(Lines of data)
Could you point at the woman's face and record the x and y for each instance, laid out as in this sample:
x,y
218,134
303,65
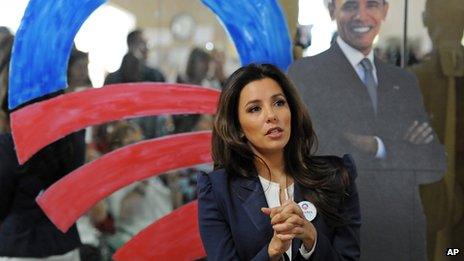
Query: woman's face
x,y
264,116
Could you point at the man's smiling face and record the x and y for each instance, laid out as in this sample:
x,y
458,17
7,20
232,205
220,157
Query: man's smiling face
x,y
358,21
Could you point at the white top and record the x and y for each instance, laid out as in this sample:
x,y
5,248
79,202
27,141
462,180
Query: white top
x,y
354,57
272,192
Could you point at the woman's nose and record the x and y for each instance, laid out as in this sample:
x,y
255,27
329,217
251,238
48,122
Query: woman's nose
x,y
271,116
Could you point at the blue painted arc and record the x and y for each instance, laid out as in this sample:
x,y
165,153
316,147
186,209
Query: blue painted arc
x,y
258,29
42,47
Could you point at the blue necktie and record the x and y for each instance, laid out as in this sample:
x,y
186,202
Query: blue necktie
x,y
369,81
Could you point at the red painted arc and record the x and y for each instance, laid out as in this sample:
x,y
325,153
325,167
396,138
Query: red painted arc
x,y
173,237
57,117
73,195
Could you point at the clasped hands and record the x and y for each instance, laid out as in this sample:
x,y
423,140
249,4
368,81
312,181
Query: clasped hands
x,y
288,222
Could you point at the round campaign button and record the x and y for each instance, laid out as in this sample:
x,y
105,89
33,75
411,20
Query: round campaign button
x,y
309,210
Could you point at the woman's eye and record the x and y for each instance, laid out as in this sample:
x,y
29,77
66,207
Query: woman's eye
x,y
280,103
254,109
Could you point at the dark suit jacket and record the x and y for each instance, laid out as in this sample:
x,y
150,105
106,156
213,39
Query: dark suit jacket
x,y
233,227
338,102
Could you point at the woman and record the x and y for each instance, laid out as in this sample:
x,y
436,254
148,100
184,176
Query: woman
x,y
25,231
262,142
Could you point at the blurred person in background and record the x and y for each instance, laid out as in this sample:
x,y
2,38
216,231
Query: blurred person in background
x,y
441,78
136,206
25,231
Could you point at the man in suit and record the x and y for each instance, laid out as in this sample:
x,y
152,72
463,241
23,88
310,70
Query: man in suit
x,y
374,111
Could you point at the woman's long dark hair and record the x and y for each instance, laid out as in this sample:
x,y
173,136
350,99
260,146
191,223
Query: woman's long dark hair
x,y
323,180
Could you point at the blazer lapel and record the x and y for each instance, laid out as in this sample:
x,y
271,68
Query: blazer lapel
x,y
298,197
318,222
251,193
353,90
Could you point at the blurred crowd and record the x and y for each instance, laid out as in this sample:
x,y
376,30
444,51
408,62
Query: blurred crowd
x,y
116,219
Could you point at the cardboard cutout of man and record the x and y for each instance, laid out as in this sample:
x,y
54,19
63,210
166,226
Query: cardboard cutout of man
x,y
374,111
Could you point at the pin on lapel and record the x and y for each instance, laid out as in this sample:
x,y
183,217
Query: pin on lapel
x,y
309,210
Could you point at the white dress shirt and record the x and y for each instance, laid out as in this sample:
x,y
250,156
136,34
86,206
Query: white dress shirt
x,y
272,192
354,57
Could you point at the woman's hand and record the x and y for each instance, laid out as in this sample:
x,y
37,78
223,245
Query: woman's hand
x,y
278,246
288,222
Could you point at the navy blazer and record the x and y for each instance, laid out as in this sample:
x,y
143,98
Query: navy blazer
x,y
232,226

▸ **SET TASK**
Quote the entries above word for word. Leave the images out.

▸ **SOLUTION FOR THIS EXERCISE**
Could you point at the woman's face and record the x and y for each instance, laid out as in this sample:
x,y
218,134
303,65
Query: woman's face
x,y
264,116
Could you point at the man's smiling face and record the x and y for each instance, laid out as in this sample:
x,y
458,17
7,20
232,205
220,157
Query: man's smiling face
x,y
358,21
Could you point at the white top and record the x and y for each instance, laid out as in this sample:
x,y
5,248
79,202
27,141
462,180
Query: white top
x,y
354,57
272,192
Could you point at the woman's nose and record the x and y for each instance, laid out as in this sample:
x,y
255,27
329,217
251,238
48,122
Query: woman's nose
x,y
271,116
Could you point at the blue painted arc and record the x and y for each instance, laid out as in this sample:
x,y
165,153
316,147
186,209
Query: blue painted arc
x,y
258,29
42,47
Could you point at the blue necktie and record the x and y for each instance, laid out as in this sample:
x,y
186,202
Query: blue necktie
x,y
369,81
Could you point at the red painted arc and record the x and y for each instance, laid out as in this sample:
x,y
325,153
325,167
396,138
Query: red painted arc
x,y
173,237
57,117
73,195
Could you point at the clasped hands and record the x and y for each instance, laid out as in this sample:
x,y
423,140
249,4
368,81
312,181
Query: clasped hands
x,y
288,222
Could you point at the round campaign button and record the x and y for each instance, laid out as in this sample:
x,y
105,89
33,75
411,20
Query: round campaign button
x,y
309,210
Could you point at the woman's eye and record the x and y for each instance, laid out as in this sample:
x,y
29,77
66,207
Query: woman's eye
x,y
280,103
254,109
Could you point at the dark suit jacket and record the x and y for each instance, laid out as in this sample:
x,y
150,105
106,156
213,39
Query: dark suit jacket
x,y
233,227
338,102
Could you point at the woman and record the x and y for each instance, laid out as in this sample:
x,y
436,254
148,100
184,176
Query: woman
x,y
25,231
262,142
Could you point at the blurred person in background and record the x and y for each instance, laid out as in this sample:
x,y
2,38
216,231
Query: blurred person in background
x,y
441,78
136,206
25,231
Could you point at the man in suit and record the x and y for each instance, laid out as in this sample:
x,y
152,72
463,241
23,88
310,70
Query: man in suit
x,y
374,111
Could you point at the woman's long dark hair and record the x and y for each instance, laid out as in this sample:
x,y
173,136
350,99
260,146
191,223
Query: woman's long dark hair
x,y
323,180
Could you point at the blazer lapel and record the x and y for each instance, laid out as in this sample:
x,y
271,68
Query: blazer lapel
x,y
298,197
318,222
251,193
353,90
Could you point at the blurred crowd and record the x and y for each instance, laid out as in this sample:
x,y
376,30
444,51
408,62
Query: blurred crowd
x,y
116,219
Could you point at the cardboard cutout of man and record the x and y for each instance, laid out as in this sample:
x,y
54,19
63,210
166,226
Query: cardboard cutout of man
x,y
374,111
Could you point at the pin on lapel and record the x and y for each instance, laid out as in this sample:
x,y
183,217
Query: pin on lapel
x,y
309,210
Could you point at the white dress shirt and record the x and y for each instance, laid out as in this sample:
x,y
250,156
136,34
86,206
Query: white dress shirt
x,y
272,192
354,57
Could you point at the woman's hand and record the x and y for each instance, laid out as in this sample:
x,y
37,78
223,245
Query: woman's hand
x,y
278,246
288,222
Could you point at the navy blazer and record the x and y for each instance, laid out as in this sample:
x,y
143,98
Query: navy blazer
x,y
232,226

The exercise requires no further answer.